_EXERCISE AIM_
Count the lines in the records below that contain the word "head" with the same capitalization, and reply with only that number.

_SUPPLIED MATERIAL_

┌──

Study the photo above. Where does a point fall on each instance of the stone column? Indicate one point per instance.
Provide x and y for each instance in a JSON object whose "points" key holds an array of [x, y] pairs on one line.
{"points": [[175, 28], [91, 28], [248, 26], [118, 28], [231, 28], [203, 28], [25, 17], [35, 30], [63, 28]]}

└──
┌──

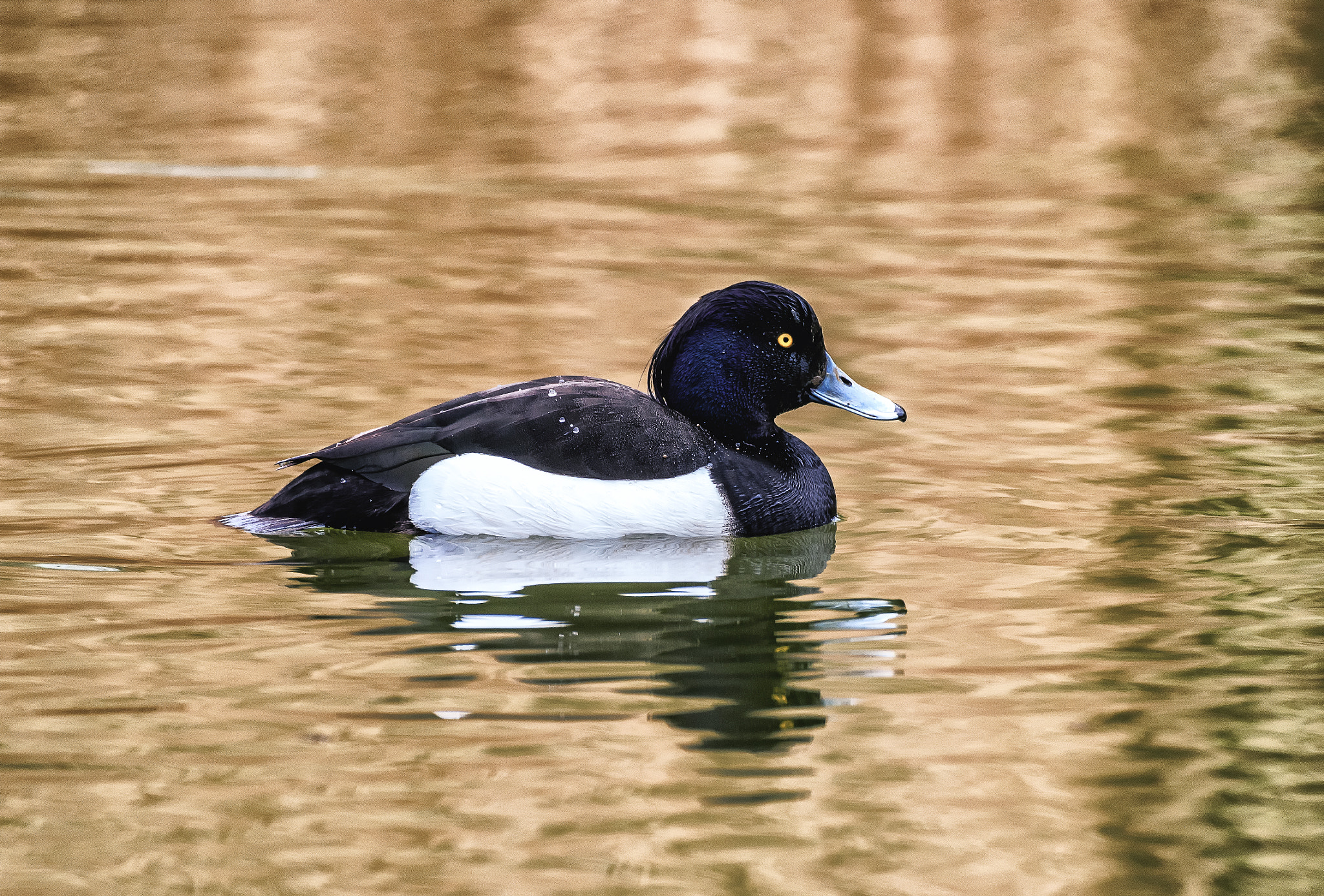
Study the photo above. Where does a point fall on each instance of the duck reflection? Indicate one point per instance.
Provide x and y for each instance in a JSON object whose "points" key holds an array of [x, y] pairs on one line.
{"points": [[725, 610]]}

└──
┌──

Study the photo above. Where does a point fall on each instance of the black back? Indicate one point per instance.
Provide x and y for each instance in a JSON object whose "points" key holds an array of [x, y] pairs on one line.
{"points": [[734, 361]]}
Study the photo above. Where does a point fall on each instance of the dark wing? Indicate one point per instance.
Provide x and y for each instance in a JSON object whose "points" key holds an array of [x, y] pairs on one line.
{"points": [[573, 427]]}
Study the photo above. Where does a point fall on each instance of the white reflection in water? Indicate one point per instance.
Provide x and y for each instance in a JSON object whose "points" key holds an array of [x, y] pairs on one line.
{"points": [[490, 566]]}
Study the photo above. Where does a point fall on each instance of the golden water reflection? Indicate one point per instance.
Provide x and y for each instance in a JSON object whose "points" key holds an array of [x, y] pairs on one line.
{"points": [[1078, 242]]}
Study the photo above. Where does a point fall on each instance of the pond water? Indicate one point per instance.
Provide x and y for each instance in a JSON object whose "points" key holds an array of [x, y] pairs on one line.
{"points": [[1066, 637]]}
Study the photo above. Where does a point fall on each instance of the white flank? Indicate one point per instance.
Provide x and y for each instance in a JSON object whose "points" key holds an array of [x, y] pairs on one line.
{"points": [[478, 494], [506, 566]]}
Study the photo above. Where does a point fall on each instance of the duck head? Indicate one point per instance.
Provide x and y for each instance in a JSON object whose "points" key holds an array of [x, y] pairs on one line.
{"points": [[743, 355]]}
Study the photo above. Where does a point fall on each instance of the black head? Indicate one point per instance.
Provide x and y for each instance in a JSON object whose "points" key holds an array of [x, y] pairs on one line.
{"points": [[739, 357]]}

└──

_ANSWER TO THE EXERCISE_
2